Y como si nada de lo que ocurriera en el intervalo importara nada, sin solución de continuidad saltamos al otro jueves, en un fundido encadenado de alegría, y directamente los vemos riéndose juntos en el cine, en cumplimiento automático de su promesa de verse, esos hijos del jueves, aliados contra el resto de la rutina semanal, que aún no saben que los jueves pueden acabar siendo igual de rutinarios, a quienes este jueves ningún error del destino ha desviado del palco del cine, del cenit de sus esperanzas, en lo más alto de sus vidas. Luego salen de excursión al jardín botánico, navegan en barca por el lago, Trevor vuelve a hacer el payaso en el circo de su amor, y mientras toman el té en la garita del encargado esperando a que a él se le sequen los calcetines y los zapatos, se besan por primera vez. ¡Y solo estamos en el quinto jueves!

Instrucciones de la tarea
- a) Según el fragmento sobre los jueves, ¿en qué jueves se besan los dos personajes por primera vez?
- b) Basándote en el fragmento sobre los jueves, explica en una a tres oraciones por qué los dos personajes se quedan en la garita del encargado tomando el té.

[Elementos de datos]
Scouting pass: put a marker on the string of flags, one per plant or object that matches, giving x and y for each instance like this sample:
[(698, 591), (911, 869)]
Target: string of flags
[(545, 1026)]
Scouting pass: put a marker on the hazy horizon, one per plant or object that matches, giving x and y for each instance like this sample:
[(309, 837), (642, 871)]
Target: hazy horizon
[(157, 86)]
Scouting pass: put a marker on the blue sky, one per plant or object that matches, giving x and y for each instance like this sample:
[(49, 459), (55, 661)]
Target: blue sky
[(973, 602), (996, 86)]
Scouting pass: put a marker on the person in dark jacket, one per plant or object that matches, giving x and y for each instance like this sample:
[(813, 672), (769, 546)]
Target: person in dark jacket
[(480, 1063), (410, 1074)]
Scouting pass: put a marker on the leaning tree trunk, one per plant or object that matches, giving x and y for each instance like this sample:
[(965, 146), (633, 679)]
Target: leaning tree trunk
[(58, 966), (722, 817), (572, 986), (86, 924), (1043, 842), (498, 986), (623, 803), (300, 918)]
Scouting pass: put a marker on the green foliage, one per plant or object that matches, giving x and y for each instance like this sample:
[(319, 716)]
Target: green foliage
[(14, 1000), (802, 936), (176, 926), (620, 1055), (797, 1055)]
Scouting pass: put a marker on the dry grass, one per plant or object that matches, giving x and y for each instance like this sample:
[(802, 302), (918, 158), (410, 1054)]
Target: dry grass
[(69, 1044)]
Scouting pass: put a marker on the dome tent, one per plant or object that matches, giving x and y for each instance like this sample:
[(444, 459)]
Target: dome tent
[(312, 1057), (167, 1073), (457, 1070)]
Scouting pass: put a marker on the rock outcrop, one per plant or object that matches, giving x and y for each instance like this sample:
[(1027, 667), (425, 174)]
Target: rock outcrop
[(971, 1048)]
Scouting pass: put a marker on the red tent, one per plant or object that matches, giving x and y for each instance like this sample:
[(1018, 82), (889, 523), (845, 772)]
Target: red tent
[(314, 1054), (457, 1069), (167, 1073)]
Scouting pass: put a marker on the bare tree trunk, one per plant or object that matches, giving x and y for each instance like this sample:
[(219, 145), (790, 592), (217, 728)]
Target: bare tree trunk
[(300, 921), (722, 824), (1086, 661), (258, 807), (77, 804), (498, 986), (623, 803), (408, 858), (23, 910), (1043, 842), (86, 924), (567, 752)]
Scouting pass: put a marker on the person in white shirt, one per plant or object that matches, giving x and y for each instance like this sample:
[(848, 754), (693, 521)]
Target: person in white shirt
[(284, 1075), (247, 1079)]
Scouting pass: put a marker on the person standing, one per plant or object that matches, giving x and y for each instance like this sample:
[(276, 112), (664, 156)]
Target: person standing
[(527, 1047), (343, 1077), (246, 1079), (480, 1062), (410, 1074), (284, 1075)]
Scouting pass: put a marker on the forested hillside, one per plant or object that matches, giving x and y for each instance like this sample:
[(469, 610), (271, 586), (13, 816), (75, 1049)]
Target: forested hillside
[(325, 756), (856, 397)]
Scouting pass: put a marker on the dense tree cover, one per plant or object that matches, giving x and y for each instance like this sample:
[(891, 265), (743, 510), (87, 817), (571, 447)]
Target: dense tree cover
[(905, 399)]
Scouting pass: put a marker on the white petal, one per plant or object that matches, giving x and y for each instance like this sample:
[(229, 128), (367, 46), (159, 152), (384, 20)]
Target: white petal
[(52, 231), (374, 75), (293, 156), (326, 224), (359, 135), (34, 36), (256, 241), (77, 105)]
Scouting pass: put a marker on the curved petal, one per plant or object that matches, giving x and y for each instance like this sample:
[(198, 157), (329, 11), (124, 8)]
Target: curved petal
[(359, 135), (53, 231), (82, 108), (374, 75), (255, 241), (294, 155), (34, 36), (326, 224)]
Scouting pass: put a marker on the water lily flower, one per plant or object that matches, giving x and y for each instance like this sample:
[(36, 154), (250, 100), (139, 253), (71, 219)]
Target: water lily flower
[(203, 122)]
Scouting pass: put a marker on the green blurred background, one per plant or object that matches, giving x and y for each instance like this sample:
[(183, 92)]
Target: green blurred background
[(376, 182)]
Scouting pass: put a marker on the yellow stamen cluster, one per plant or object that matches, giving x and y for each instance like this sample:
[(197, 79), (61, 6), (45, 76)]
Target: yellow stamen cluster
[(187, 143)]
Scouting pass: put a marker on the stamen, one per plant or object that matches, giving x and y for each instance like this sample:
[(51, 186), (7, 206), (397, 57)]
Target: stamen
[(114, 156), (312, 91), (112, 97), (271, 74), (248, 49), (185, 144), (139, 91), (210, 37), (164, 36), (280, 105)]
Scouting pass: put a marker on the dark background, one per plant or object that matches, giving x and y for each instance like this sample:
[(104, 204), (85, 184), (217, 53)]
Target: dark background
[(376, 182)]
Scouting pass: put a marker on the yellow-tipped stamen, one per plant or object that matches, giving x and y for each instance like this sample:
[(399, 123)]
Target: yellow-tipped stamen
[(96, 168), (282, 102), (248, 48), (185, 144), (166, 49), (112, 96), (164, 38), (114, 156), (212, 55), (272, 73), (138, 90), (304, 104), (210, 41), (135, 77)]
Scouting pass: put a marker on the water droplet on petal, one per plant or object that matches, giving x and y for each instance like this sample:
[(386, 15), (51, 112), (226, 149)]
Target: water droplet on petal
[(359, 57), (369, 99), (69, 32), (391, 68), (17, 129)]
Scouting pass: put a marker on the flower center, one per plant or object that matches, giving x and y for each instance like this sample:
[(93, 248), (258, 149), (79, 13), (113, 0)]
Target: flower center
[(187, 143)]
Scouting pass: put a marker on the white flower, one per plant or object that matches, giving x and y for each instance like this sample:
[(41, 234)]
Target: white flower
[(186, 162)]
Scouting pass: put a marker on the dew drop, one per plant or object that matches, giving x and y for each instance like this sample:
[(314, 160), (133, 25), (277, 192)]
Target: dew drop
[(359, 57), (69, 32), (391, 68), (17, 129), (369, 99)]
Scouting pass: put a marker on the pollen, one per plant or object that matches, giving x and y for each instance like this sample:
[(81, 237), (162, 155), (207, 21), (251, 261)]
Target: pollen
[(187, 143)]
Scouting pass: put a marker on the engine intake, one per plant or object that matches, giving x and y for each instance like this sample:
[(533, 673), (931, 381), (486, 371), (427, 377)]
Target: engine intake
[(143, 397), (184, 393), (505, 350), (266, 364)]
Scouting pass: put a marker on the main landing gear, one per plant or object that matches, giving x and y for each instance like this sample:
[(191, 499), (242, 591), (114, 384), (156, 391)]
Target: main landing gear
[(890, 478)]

Respuestas del ejercicio
- a) En el quinto jueves.

- b) Toman el té en la garita del encargado mientras esperan a que a él se le sequen los calcetines y los zapatos. Durante esa espera se besan por primera vez.